*** Opening Data for this exercise ***

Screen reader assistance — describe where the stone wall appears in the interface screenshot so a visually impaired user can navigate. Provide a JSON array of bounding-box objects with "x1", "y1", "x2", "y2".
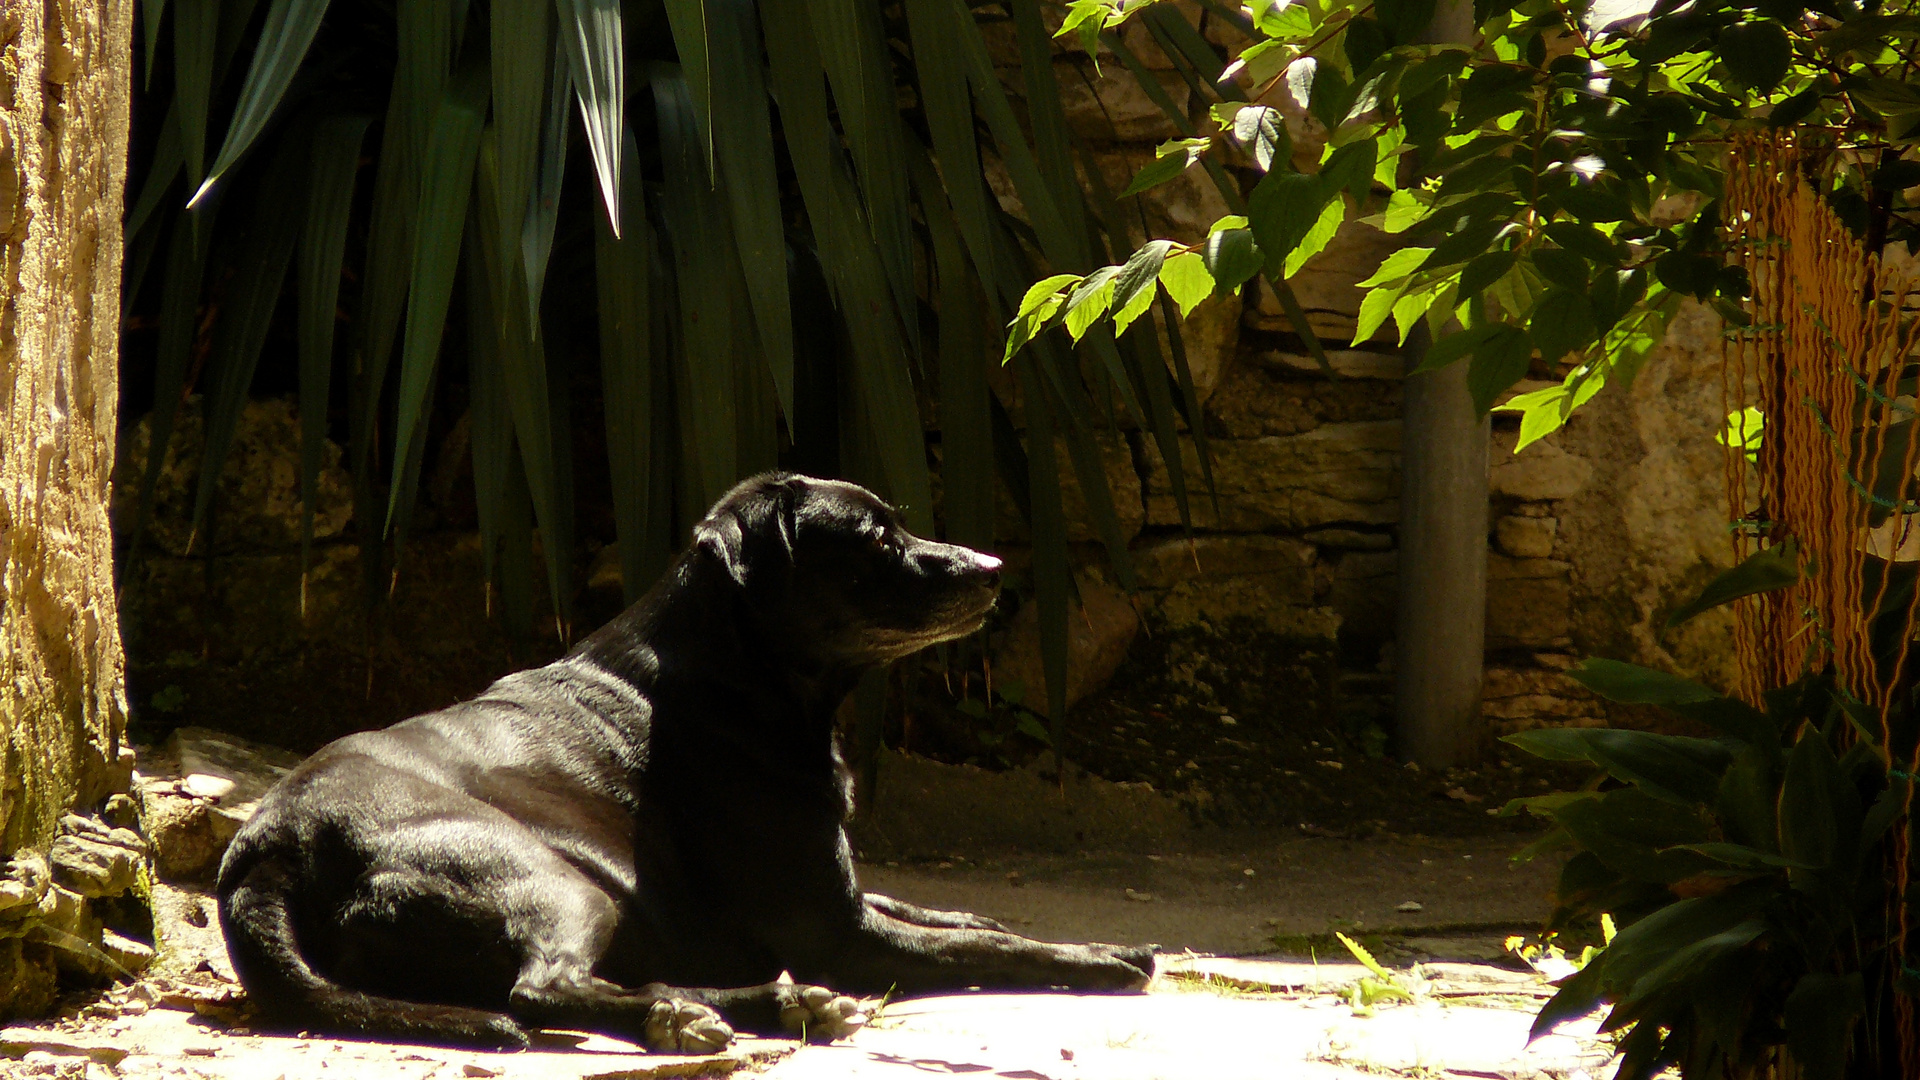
[
  {"x1": 108, "y1": 5, "x2": 1741, "y2": 769},
  {"x1": 977, "y1": 3, "x2": 1739, "y2": 745}
]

*** Closing Data for this exercise ***

*Task description*.
What you return should match the material word for word, apart from the pictures.

*The completed task*.
Screen reader assistance — describe where the stone wall appears in the interface screenshot so a visually impaired user can navigate. Provide a JSON array of bounding-box objects with "x1", "y1", "x2", "y2".
[
  {"x1": 108, "y1": 5, "x2": 1741, "y2": 769},
  {"x1": 977, "y1": 3, "x2": 1739, "y2": 745}
]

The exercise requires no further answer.